EXERCISE INSTRUCTIONS —
1. According to the grading contracts history, what was the title of Peter Elbow's 1968 article?
2. From the grading contracts history, reproduce word for word the stretch from "The major constant" through "fail (Guyles, 1931).".
3. Carry on the grading contracts history from the point where it stops.

SOURCE DOCUMENT —
* * * * *

The major constant in the earliest publications on grading contracts is the emphasis on conversation in class about the contract. The introduction of the grading contract is, in and of itself, a learning opportunity for students, which can be particularly true in English or foreign language courses, in which students must understand the language of the contract and then use linguistic and rhetorical skill to discuss and negotiate portions of the contract. Early contracts do not all encourage negotiation, but they do all encourage extensive conversation about the contracts and what each student will do to fulfill its requirements. Without proper conversation and tailoring for a particular class or student, contracts fail (Guyles, 1931).

Pre-1960 articles on grading contracts are few and far between, and what does exist speaks mainly to high school teachers. But articles questioning the efficacy of grading written work in general are abundant, particularly in the 1940s and 1950s (Berg et al., 1945; Fletcher & Hildreth, 1949; Gladfelter, 1936; Hartson, 1930; McCullough & Flanagan, 1939; Traxler & Anderson, 1935). These ambivalent feelings about the assessment of writing performance echo larger concerns about grading, with Max Marshall (in a 1954 edition of The Journal of Higher Education) going as far as to say, “To impose an A-F or 0-100 system on a teacher whose primary interest is in the development of the whole student and who thus is unable to use it, is destructive demagoguery” (p. 267), a sentiment that gets repeated for decades in assessment scholarship. Traditional grading, for many instructors, does not emphasize the kind of work that deserves students’ concentration. Grading contracts and the conversations around them help instructors ground their classes in real-life situations where students and teachers can voice what they feel is important to learn and how learning should be assessed.

1961-1970: Individualized Learning Contracts in Higher Education

In the late 1960s, the number of articles on grading contracts begins to increase in all subjects, with reasons for adopting grading contracts ranging from concerns about fairness to the need for individualized learning plans in many disciplines. By the end of the decade, the personalized student contract dominates the landscape, with the field of education leading the way. Still, examples of contracts pop up for all disciplines, including composition, although composition trails behind high school, athletics, and speech communication-related adoptions. In composition, scholars such as Peter Elbow express dissatisfaction with the ambiguity of grading policies in composition and begin to espouse a no-grade approach, which usually means a simple pass/fail policy combined with extensive narrative evaluation, often within a formal or informal contractual framework. In his 1968 article, “A Method for Teaching English,” Elbow suggests instructors “depart from orthodox grading” and develop an approach for assessing writing collaboratively with their students (p. 125). In Elbow’s model, students are active participants in the design of the entire curriculum, a kind of involvement that mirrors student-centered grading contract development approaches.

* * * * *

Excerpts of pointing data:
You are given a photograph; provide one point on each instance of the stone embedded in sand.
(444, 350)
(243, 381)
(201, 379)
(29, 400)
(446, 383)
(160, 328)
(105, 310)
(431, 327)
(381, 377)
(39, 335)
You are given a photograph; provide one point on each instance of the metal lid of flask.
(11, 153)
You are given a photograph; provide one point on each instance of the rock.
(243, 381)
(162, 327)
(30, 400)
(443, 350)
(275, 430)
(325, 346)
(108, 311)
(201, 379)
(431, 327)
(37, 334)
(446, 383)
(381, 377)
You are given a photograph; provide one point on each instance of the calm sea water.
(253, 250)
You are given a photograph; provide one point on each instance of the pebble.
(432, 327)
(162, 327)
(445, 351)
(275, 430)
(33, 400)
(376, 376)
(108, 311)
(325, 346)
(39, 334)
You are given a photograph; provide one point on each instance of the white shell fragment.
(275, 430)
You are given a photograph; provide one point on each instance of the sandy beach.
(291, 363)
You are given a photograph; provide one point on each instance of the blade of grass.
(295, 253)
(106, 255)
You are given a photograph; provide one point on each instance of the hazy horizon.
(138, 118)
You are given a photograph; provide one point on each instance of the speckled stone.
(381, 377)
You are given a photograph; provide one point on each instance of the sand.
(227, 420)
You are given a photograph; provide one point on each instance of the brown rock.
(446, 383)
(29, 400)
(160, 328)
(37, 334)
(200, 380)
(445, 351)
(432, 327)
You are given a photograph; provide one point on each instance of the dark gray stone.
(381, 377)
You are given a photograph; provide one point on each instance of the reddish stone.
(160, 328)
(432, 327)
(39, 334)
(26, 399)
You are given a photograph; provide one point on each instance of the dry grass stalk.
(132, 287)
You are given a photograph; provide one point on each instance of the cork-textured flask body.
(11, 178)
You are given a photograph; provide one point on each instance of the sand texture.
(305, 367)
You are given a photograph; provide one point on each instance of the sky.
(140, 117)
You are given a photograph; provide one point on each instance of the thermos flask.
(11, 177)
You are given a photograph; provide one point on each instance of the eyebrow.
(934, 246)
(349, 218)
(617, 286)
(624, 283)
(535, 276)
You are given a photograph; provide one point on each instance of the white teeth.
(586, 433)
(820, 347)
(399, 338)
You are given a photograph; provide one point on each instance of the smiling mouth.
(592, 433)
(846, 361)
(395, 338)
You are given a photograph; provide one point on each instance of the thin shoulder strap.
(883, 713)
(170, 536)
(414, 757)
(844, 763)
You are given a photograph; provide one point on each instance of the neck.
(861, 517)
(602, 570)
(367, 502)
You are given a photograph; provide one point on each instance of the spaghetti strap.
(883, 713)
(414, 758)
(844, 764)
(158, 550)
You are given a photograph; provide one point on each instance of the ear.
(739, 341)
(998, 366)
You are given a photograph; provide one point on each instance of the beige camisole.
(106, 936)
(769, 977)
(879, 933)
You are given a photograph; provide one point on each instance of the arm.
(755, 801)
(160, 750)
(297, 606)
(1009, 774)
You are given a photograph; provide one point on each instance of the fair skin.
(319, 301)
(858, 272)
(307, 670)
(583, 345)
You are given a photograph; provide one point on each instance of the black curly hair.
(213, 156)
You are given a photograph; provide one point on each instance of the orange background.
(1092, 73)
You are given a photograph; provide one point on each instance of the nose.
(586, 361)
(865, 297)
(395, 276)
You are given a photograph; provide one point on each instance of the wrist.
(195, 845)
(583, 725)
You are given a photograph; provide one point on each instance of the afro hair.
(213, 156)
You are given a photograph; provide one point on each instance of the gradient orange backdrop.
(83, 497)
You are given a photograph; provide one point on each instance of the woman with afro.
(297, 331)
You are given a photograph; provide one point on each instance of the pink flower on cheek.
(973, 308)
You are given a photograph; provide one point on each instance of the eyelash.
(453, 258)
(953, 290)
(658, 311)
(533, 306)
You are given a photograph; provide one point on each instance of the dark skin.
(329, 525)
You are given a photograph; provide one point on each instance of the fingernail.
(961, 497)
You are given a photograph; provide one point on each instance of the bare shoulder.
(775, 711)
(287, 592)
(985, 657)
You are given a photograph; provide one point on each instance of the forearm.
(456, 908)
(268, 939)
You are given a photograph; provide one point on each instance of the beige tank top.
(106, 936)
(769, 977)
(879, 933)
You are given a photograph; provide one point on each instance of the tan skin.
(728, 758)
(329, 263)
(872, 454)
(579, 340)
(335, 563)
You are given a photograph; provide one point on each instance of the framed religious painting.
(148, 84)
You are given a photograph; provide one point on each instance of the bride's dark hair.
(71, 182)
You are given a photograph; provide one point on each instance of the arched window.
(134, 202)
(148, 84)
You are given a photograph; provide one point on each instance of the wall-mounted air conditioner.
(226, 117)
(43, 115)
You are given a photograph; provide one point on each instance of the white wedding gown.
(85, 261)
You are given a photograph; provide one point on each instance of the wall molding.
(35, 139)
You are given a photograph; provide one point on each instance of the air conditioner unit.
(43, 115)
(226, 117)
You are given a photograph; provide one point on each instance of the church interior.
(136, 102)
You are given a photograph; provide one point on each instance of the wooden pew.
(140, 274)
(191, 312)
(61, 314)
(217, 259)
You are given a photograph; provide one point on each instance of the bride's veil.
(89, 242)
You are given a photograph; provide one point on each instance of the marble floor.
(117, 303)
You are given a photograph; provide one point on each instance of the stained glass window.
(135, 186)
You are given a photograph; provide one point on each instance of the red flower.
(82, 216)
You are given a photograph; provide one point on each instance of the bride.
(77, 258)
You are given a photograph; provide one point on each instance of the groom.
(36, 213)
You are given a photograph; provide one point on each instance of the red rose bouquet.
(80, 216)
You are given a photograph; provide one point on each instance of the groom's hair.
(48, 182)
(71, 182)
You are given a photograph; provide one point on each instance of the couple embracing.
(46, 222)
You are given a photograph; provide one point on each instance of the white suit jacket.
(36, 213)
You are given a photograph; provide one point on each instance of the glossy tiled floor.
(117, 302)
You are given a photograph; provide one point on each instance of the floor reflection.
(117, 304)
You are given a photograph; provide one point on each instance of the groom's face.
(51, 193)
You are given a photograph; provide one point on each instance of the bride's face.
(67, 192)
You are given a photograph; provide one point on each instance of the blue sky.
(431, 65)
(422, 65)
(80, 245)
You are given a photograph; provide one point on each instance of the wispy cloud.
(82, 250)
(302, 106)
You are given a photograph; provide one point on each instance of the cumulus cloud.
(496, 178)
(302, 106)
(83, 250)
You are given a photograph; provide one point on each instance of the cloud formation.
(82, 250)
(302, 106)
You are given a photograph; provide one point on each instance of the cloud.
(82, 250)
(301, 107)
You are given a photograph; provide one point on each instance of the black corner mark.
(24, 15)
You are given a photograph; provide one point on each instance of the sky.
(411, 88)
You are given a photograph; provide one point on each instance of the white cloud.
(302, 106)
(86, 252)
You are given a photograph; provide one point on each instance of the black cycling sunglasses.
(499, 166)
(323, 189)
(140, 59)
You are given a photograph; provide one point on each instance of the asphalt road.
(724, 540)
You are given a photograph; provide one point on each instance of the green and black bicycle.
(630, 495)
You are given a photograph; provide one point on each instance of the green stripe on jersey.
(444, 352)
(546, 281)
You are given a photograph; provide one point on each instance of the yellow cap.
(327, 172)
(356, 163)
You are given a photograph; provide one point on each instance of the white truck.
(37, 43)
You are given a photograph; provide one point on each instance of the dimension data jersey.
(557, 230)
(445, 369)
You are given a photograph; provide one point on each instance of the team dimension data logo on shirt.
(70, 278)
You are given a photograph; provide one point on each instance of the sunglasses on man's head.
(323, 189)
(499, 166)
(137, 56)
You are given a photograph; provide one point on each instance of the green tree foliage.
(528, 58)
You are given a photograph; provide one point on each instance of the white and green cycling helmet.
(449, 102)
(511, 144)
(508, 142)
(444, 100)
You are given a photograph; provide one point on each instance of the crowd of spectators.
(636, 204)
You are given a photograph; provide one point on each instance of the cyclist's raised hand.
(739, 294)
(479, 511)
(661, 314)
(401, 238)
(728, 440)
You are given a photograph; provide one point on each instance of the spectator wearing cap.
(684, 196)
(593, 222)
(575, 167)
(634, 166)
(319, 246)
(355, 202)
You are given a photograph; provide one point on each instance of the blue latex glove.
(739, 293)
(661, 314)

* * * * *

RESULTS BY TASK —
1. "A Method for Teaching English"

2.
The major constant in the earliest publications on grading contracts is the emphasis on conversation in class about the contract. The introduction of the grading contract is, in and of itself, a learning opportunity for students, which can be particularly true in English or foreign language courses, in which students must understand the language of the contract and then use linguistic and rhetorical skill to discuss and negotiate portions of the contract. Early contracts do not all encourage negotiation, but they do all encourage extensive conversation about the contracts and what each student will do to fulfill its requirements. Without proper conversation and tailoring for a particular class or student, contracts fail (Guyles, 1931).

3.
Elbow’s views are representative of most scholarship in favor of moving away from traditional grading (Mannello, 1964; Sparks, 1967), and his work is still part of the foundation of much work around grading contracts in composition. Elbow sees the classroom as a place of conversation, experimentation, and mutual negotiation between students and teachers. Elbow’s earliest concepts of grading contracts are based on narrative evaluations of student work along with teachers and students explicitly negotiating the terms under which an individual student can pass the course or earn a particular grade. It is clear from his early work that Elbow’s original intent is to move away from letter and number grading entirely (Elbow, 1968, p. 125). His desire to eliminate grades may be part of why grading contracts become, in composition at least, associated with gradeless assessment, even though many early grading contracts, more often called “learning contracts” until the later 1990s, include letter and number grades as part of the overall contractual agreement.

The term “learning contract” begins popping up in scholarship related to secondary school courses infrequently but with increasing regularity as the decade wears on (Eberle, 1969; Herman, 1963; Popham, 1969). In higher education contexts, the field of education picks up the term most rapidly (Dash, 1970; Downing, 1964; Galvin, 1970; Thompson, 1969), usually focusing on the development of contracts for individual students, not entire classes. These contracts involve varying degrees of negotiation—from no negotiation at all to extensive and ongoing discussions. Some learning contracts apply to a single class or course unit (Dash, 1970; Galvin, 1970) while others cover overall student performance at a particular institution (Downing, 1964).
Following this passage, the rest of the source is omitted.